[START OF RECORDED INFORMATION]
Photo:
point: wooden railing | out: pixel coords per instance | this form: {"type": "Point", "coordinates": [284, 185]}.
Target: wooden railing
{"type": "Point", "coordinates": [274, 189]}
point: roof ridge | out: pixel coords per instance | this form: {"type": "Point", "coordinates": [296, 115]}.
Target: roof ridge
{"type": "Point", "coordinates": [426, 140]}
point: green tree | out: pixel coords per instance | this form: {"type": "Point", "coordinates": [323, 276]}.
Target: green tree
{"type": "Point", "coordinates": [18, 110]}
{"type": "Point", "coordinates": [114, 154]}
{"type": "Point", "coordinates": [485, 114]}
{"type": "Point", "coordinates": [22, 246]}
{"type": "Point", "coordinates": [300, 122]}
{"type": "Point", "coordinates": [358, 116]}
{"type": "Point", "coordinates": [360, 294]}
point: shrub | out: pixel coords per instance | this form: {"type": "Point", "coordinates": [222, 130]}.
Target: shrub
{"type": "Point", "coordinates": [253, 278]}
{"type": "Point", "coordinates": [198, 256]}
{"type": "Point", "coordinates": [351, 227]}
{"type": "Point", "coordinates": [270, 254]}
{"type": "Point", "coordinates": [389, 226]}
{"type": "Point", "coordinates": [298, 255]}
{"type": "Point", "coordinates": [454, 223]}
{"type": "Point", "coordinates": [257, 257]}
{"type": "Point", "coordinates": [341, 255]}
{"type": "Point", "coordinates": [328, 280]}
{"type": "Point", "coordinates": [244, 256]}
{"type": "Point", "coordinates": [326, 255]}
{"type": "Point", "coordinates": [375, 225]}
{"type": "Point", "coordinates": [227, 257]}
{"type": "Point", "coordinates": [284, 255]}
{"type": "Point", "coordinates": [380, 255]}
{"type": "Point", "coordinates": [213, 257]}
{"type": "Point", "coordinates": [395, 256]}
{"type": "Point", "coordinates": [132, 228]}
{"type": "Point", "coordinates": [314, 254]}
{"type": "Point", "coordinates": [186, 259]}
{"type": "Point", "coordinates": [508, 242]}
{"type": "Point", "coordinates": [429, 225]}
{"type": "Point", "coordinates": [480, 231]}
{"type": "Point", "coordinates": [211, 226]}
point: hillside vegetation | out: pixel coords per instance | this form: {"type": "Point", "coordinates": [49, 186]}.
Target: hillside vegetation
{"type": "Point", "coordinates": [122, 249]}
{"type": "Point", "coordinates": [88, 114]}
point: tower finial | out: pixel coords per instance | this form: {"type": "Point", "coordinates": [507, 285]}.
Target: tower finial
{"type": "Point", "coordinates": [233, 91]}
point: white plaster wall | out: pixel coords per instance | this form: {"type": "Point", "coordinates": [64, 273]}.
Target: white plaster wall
[END OF RECORDED INFORMATION]
AIM |
Please rewrite the records between the line holding "point: white plaster" and the end of the records, inclusive, swapping "plaster" for "stucco" and leaving everything else unchanged.

FULL ANSWER |
point: white stucco wall | out: pixel coords per instance | this form: {"type": "Point", "coordinates": [64, 273]}.
Target: white stucco wall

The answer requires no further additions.